→ WHAT THE TASK ASKS:
Answer these questions from the entry on Aindrias Mac Cruitín:
1. Where are the manuscripts he compiled held?
2. For whom was the manuscript of poems on the Ó Lochlainn family compiled, and in what year?
3. According to the footnote quoted in the commentary, over what is Donn supposed to preside?

Aindrias Mac Cruitín

Life
?1650-?1738; b. Moyglass, Co. Clare, a cousin of Aodh Buidhe Mac Cruitín, q.v.; lived as ollamh (hereditary bard) of the O’Briens but obliged to work as a teacher and an independent scribe; compiled a dozen MSS between 1703-36 which are held in the RIA, Dublin; these incls. an MS with poems on the Ó Lochlainn family compiled for Dr. Brian Ó Lochlainn in 1727; he is best known for a poem addressed to Donn of the Tuatha Dé Danann lamenting lack of patronage and poverty in old age; succeeded as ollamh by his more famous cousin. OCIL

 

Commentary
T. Crofton Croker, Researches in the South of Ireland (1824), Chap. V: “Fairies and Supernatural Agency” incls. a footnote: ‘In the Transactions of the Iberno-Celtic Society, a curious poem, attributed to Andrew M’Curtin, a wandering Bard who lived about the year 1740, is mentioned as still extant, in the Irish language. Conceiving that his talents were not sufficiently appreciated, he composed an Address to Donn of Duagh, or Donn of the Sand Pits, an imaginary being, supposed to preside over the fairies of a district in the county Clare, supplicating Donn to take hint his service, as he is neglected by mortals; and in praising the hospitality of the chief of the fairies, he obliquely censures the parsimony of the gentlemen of the country. It begins, - “Profound salutations to thee, oh Donn of the Sand Pits” (literally of the Kieves or Vatts).’ (p.81.) Cf. remarks in Oxford Companion to Irish Literature, ed. Robert Welch (OUP 1996), infra.

→ RECORDS PROVIDED:
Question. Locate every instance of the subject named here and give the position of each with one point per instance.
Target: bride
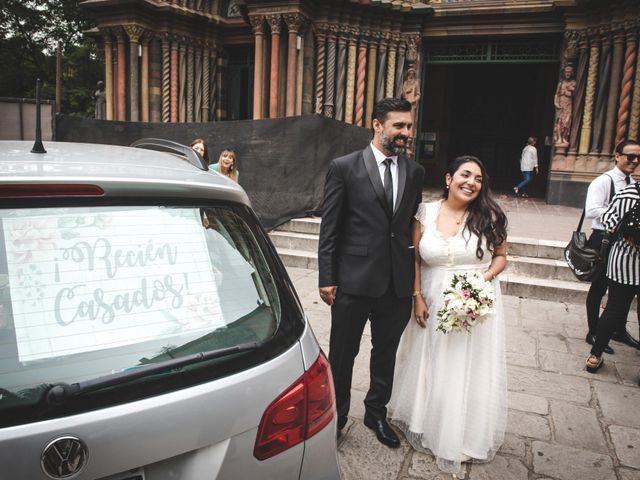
(449, 393)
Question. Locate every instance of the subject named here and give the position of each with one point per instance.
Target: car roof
(119, 171)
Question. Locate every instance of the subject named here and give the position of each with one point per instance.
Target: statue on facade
(563, 102)
(411, 93)
(100, 96)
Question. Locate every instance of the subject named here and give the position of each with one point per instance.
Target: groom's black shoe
(384, 433)
(591, 340)
(626, 338)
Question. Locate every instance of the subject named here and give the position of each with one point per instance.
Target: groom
(366, 258)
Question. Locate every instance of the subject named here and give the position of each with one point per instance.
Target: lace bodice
(456, 252)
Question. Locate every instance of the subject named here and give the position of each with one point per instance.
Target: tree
(30, 31)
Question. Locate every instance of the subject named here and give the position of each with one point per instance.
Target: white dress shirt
(528, 159)
(598, 195)
(380, 158)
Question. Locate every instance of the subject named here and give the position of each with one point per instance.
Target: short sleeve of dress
(421, 215)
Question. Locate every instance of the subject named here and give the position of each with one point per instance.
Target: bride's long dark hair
(485, 217)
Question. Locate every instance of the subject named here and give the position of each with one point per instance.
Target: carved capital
(106, 34)
(257, 24)
(134, 32)
(275, 22)
(120, 34)
(294, 21)
(413, 45)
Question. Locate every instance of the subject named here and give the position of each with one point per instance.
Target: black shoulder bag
(585, 262)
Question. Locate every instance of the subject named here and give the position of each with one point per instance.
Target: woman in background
(226, 165)
(199, 146)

→ RESULT FOR THIS TASK:
1. In the RIA, Dublin.
2. For Dr. Brian Ó Lochlainn, in 1727.
3. Over the fairies of a district in the county Clare.